TASK STATEMENT
Extract every line of the material below that contains the string "rocky", treating uppercase and lowercase letters as distinct.

□ □ □ □ □

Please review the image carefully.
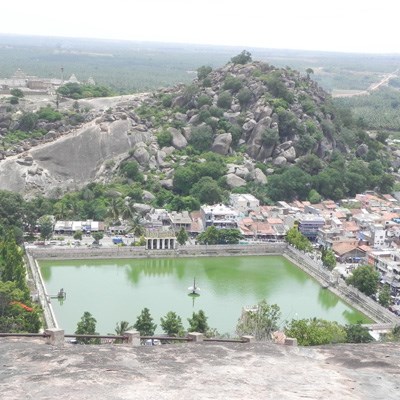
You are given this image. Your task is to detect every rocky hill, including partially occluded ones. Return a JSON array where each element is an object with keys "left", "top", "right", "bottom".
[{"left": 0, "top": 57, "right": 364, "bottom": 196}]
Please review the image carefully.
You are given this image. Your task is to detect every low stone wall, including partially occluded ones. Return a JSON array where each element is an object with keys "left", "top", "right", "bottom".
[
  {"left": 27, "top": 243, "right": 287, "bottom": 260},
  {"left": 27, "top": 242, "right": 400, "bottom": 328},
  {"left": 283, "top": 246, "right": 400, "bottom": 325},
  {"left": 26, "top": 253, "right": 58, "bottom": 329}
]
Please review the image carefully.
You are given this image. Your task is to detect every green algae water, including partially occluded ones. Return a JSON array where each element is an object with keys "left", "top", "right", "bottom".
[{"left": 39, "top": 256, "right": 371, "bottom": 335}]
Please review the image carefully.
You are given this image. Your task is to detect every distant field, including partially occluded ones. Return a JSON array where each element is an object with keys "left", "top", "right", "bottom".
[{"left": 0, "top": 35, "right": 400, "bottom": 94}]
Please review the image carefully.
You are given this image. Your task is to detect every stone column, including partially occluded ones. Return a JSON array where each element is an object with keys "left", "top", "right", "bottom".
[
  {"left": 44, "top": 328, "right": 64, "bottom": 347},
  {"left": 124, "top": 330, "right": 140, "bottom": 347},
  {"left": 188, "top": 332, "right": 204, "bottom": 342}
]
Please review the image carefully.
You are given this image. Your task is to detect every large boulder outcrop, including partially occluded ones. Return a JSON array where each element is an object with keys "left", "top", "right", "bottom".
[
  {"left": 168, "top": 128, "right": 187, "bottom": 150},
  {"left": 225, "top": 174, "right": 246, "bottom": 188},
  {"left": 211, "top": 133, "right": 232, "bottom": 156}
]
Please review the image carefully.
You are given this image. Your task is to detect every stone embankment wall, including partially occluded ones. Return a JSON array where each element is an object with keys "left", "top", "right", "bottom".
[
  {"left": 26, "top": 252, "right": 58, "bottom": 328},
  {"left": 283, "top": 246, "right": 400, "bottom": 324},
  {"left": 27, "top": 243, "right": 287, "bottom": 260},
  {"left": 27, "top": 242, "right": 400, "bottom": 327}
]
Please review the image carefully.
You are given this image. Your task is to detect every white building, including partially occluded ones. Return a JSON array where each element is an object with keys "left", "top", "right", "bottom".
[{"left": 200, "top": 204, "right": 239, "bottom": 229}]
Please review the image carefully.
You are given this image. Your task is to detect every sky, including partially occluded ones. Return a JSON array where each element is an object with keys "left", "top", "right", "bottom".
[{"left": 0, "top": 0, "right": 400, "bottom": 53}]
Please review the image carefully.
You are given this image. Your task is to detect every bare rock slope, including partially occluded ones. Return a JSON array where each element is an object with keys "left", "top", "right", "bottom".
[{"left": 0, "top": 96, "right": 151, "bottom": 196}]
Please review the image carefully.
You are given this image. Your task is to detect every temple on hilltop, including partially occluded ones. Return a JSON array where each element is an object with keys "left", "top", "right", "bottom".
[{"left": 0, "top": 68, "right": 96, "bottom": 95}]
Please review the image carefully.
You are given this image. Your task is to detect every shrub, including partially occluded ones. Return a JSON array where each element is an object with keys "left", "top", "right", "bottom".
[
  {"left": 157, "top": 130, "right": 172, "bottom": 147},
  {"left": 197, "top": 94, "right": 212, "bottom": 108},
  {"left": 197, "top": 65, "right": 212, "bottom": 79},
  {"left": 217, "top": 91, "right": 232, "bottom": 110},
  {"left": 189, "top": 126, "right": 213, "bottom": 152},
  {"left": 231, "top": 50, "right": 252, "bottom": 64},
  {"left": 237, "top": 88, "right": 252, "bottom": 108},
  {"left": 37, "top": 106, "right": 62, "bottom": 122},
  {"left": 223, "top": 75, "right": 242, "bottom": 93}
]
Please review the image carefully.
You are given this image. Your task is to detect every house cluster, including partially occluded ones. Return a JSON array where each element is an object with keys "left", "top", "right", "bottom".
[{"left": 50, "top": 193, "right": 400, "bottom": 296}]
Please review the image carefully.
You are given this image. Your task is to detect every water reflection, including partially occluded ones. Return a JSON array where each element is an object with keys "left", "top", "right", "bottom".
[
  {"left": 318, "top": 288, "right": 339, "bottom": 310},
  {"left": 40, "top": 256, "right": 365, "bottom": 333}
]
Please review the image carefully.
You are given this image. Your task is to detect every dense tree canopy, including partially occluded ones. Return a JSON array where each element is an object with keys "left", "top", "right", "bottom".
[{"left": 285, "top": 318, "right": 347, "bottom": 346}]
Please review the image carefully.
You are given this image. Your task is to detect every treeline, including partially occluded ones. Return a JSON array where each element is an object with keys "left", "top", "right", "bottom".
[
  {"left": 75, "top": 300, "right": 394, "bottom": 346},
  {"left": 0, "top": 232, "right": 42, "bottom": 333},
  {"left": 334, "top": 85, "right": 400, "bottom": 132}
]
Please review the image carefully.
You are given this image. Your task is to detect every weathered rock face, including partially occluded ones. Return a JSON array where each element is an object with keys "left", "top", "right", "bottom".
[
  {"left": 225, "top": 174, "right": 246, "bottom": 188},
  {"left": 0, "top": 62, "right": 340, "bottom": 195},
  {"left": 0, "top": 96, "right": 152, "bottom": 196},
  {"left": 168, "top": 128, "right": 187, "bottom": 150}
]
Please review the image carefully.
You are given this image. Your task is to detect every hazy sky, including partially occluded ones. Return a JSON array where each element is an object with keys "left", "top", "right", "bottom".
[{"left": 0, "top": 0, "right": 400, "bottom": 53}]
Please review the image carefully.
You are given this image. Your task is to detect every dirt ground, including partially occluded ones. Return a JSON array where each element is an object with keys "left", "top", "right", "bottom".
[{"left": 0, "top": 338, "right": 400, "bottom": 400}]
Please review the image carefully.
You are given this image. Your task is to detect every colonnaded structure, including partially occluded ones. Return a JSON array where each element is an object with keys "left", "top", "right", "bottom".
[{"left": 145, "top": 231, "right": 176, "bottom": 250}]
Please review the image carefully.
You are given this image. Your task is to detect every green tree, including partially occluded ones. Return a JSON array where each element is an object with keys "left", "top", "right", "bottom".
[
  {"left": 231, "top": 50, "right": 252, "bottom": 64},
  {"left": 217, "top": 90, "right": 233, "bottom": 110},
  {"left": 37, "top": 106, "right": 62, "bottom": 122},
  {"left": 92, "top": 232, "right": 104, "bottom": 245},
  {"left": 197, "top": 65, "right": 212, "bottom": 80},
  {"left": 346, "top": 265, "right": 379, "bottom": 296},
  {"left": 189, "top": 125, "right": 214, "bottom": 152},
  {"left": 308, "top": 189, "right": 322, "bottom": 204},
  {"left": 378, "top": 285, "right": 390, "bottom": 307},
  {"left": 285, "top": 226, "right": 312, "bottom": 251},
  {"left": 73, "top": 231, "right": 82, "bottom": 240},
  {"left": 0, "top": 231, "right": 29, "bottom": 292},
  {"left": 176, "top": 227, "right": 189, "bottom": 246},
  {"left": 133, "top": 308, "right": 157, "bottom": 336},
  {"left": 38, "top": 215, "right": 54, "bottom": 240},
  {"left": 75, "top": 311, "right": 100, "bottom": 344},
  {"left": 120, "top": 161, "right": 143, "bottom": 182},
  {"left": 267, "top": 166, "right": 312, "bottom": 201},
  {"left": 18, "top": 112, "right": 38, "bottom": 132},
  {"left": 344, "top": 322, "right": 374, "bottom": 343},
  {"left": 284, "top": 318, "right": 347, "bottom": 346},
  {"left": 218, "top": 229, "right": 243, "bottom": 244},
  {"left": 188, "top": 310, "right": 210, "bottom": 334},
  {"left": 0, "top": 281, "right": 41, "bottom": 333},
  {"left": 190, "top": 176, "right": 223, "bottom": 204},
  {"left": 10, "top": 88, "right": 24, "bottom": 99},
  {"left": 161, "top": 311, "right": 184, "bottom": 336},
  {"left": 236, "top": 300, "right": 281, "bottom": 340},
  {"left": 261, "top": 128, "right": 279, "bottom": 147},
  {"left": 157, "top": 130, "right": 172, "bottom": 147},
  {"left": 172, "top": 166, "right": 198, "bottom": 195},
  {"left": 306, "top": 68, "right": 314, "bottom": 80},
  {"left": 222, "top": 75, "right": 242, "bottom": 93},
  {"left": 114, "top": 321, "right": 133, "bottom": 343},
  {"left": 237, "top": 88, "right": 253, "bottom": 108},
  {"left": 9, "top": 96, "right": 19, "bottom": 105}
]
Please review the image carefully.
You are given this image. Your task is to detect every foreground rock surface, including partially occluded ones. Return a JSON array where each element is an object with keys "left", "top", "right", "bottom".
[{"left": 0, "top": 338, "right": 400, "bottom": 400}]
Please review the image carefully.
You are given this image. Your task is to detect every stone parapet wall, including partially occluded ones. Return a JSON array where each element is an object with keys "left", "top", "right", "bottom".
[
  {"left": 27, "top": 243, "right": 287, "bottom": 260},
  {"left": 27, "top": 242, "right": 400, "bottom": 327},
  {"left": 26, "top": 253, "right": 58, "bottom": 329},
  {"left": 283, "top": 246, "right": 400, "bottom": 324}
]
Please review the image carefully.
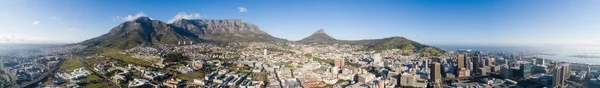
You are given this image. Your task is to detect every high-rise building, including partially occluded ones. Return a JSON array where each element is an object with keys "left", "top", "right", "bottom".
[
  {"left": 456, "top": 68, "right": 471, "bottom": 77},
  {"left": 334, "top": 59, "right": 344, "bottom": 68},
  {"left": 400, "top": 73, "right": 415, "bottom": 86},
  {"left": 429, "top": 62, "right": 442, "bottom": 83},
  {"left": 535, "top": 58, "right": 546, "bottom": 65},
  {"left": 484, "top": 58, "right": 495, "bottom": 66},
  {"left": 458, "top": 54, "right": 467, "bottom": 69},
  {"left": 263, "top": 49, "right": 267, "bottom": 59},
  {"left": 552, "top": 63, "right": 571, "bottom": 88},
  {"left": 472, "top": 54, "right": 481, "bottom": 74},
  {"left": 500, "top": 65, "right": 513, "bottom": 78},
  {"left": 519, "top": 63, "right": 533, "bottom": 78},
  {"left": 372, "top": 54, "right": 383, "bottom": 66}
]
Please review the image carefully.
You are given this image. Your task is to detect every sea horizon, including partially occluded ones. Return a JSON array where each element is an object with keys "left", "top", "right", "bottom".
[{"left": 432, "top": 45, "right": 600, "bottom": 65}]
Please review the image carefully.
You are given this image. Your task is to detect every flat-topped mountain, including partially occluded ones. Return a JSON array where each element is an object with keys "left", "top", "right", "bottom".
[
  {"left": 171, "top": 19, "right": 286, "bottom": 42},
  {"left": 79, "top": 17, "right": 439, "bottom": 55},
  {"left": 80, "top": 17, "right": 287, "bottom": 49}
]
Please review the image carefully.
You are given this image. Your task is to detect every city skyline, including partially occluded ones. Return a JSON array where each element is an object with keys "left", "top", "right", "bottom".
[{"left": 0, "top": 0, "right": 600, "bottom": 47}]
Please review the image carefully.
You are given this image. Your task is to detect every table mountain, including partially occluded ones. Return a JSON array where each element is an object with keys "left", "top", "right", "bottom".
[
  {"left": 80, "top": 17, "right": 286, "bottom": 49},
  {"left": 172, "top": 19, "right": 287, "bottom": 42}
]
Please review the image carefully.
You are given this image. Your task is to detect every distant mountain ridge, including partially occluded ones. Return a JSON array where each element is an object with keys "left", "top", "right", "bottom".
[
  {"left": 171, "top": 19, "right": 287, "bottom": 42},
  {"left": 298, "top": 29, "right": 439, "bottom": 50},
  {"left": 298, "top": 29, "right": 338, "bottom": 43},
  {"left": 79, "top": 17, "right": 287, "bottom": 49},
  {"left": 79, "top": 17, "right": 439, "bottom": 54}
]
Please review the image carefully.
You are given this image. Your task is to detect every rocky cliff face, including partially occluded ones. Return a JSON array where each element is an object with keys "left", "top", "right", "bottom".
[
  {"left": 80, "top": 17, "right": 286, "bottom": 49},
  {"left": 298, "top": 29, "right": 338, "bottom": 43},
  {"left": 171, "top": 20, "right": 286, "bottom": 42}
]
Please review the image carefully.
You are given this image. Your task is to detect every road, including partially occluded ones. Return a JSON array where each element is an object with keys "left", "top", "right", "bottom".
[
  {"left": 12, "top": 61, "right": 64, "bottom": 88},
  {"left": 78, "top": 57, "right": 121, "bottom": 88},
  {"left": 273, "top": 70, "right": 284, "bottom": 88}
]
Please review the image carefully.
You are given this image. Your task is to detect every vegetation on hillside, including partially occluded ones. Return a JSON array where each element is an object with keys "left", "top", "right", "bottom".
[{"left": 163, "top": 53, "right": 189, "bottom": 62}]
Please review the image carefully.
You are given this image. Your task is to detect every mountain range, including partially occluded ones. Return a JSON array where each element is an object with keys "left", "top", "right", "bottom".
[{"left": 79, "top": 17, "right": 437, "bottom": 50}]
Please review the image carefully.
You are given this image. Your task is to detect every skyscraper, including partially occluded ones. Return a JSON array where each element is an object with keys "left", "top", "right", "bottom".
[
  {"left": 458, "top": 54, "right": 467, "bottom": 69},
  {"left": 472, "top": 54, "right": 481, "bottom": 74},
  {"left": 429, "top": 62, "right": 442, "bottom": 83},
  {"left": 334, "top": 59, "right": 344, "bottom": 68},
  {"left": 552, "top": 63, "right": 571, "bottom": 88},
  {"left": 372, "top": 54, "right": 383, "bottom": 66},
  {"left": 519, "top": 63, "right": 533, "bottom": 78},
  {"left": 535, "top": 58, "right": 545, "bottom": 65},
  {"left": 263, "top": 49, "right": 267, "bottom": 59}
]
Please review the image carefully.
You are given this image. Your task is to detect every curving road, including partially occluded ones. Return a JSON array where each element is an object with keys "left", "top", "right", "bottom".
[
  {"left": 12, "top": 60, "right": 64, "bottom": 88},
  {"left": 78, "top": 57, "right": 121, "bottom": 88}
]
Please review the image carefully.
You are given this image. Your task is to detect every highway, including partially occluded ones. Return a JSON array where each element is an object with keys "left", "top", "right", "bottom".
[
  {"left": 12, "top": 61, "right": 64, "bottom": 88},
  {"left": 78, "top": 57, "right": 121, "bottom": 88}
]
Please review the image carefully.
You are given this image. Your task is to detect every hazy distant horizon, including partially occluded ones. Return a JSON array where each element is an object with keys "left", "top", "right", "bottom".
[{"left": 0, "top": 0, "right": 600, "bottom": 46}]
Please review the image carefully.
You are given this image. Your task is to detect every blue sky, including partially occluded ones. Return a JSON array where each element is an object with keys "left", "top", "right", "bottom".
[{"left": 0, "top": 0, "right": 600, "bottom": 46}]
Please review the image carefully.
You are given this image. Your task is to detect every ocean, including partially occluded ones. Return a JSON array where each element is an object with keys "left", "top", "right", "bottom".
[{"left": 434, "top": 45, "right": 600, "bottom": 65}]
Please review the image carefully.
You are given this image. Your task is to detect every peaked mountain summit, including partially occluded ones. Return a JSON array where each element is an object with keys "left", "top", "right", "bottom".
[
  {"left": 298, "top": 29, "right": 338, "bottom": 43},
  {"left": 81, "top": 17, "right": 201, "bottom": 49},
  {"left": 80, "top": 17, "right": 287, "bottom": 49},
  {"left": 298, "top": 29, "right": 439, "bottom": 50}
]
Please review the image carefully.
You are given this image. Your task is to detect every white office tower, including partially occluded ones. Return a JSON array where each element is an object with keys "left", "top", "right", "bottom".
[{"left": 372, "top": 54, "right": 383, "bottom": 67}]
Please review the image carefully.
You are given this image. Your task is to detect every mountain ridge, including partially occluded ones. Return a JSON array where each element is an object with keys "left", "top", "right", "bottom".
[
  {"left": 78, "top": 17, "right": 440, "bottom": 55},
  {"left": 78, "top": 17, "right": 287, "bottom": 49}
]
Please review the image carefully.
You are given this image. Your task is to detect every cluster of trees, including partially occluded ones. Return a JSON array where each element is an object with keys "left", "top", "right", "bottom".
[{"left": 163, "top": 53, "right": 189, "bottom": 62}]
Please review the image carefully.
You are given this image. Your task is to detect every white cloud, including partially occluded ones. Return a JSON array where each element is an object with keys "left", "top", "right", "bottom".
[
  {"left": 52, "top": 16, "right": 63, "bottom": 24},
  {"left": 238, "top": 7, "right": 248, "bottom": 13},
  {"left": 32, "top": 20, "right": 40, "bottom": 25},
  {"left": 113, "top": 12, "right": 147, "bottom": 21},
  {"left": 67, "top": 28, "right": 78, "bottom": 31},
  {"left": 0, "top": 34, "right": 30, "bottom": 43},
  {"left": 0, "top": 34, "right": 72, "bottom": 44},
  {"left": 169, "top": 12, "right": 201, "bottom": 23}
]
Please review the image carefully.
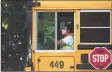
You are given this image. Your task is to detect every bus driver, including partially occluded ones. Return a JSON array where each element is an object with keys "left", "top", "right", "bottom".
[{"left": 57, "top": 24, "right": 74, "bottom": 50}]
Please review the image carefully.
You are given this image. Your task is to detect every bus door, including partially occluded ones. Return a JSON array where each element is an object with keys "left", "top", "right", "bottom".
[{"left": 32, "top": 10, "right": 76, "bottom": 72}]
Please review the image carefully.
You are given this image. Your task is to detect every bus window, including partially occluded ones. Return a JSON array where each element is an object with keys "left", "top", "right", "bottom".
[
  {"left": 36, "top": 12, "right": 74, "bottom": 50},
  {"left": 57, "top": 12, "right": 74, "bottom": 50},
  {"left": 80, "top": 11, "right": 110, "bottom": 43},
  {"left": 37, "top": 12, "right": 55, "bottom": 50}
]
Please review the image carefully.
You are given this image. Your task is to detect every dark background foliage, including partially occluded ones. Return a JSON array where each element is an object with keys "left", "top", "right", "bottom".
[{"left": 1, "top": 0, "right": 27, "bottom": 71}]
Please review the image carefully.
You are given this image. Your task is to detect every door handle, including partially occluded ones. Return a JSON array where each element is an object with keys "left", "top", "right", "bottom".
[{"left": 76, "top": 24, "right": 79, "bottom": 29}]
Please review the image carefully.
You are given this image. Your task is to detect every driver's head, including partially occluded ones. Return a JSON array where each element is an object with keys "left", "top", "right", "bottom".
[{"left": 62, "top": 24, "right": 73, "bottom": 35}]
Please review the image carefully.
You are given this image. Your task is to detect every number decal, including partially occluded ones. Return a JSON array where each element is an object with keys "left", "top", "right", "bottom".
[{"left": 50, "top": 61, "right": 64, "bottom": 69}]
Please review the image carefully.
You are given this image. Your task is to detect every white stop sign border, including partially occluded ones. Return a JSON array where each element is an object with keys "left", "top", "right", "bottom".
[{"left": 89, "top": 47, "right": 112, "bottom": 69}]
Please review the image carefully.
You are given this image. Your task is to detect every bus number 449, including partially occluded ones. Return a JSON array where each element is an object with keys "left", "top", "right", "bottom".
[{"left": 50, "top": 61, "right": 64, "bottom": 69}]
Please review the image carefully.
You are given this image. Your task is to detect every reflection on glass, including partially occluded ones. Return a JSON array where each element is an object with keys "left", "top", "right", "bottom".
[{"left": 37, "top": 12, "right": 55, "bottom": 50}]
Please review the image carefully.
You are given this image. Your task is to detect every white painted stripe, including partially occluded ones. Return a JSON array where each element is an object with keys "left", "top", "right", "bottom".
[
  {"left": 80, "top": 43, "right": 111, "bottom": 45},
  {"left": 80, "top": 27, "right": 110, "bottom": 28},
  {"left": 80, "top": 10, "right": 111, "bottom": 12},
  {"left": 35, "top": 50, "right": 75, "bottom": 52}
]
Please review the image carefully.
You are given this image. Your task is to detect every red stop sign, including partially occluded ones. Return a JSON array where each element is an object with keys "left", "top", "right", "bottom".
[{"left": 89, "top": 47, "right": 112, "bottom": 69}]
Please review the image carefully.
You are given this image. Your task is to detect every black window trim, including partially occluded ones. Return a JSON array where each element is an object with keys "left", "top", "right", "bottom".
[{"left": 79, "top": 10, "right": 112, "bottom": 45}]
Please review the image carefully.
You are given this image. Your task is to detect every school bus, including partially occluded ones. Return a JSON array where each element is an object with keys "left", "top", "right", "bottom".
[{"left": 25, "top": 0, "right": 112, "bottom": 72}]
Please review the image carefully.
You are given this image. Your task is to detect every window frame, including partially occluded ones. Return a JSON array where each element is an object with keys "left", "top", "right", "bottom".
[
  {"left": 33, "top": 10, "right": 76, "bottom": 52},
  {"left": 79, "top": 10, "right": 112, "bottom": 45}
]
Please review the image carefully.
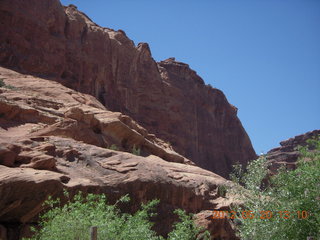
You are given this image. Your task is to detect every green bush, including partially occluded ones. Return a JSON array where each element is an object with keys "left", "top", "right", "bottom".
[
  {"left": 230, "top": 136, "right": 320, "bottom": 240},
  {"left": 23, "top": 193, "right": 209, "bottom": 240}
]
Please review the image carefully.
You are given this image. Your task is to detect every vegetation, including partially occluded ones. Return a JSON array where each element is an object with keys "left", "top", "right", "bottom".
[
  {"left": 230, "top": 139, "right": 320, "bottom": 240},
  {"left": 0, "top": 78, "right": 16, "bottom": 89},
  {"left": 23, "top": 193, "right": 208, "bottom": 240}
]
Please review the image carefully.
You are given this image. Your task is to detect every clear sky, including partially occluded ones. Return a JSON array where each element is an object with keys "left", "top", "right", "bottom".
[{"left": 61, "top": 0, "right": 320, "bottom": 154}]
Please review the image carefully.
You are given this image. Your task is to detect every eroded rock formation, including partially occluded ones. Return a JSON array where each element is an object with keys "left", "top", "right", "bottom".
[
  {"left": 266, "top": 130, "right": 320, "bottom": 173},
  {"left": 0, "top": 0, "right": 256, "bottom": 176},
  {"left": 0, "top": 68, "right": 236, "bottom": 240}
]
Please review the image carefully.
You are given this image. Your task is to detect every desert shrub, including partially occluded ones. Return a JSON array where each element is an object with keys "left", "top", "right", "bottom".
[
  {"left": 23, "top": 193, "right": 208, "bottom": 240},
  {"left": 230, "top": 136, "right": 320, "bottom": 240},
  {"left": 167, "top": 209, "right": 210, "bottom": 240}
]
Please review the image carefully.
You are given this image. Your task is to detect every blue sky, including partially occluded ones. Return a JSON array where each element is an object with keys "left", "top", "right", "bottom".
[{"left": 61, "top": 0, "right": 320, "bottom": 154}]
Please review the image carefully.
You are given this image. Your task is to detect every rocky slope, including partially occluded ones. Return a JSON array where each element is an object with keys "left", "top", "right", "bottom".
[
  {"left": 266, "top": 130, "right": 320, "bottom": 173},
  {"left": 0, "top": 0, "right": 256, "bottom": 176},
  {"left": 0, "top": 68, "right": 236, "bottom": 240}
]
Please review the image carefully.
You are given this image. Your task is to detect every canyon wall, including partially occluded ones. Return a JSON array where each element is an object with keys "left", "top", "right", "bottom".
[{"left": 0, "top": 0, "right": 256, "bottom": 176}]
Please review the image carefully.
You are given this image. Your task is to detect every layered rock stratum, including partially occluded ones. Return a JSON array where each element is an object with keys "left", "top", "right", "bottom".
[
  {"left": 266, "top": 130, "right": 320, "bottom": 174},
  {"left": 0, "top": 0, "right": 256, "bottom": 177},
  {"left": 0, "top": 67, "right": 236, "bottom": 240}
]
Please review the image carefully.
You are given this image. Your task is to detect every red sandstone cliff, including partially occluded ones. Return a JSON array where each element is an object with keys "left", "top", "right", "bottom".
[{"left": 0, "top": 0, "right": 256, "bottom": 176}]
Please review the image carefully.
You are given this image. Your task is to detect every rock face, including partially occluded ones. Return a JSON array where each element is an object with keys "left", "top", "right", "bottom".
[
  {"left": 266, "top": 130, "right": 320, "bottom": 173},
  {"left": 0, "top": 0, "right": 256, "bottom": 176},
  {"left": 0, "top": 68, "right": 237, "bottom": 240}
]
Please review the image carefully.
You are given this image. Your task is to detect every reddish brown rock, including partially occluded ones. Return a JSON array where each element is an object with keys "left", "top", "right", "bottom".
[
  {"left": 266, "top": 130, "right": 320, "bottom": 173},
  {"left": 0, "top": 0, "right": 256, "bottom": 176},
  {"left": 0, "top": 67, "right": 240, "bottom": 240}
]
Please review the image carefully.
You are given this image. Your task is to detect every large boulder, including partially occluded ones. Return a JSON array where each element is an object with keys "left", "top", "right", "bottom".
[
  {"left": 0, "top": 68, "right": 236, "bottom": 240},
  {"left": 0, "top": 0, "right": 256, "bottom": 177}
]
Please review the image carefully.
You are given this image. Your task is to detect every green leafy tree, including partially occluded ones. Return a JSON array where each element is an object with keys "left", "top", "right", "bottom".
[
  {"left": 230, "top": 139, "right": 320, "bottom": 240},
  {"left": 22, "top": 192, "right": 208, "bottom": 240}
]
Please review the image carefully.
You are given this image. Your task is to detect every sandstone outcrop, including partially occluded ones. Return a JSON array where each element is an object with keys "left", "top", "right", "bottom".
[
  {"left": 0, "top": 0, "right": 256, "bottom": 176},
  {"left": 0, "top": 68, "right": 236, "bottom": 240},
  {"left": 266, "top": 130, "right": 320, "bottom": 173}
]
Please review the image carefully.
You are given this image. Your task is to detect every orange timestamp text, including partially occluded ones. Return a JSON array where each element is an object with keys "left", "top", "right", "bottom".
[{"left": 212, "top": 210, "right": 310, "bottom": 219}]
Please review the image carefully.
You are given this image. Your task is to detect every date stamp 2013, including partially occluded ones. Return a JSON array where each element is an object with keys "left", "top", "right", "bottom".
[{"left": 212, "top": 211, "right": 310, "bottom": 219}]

□ □ □ □ □

EXERCISE OUTPUT
You are given this image. Your task is to detect every rocky hill, including partially occluded ones. Return a JSON array where each element is an object with keys "left", "top", "right", "bottom".
You are given this image. Your task is to detect every rocky cliff face, including partially occluded ones. Return a JSON array where each element is an object with keys "left", "top", "right", "bottom".
You are given this image. Your task is to detect every rocky slope, including partially occluded ones. Return a JSON array where each element is an object with keys "left", "top", "right", "bottom".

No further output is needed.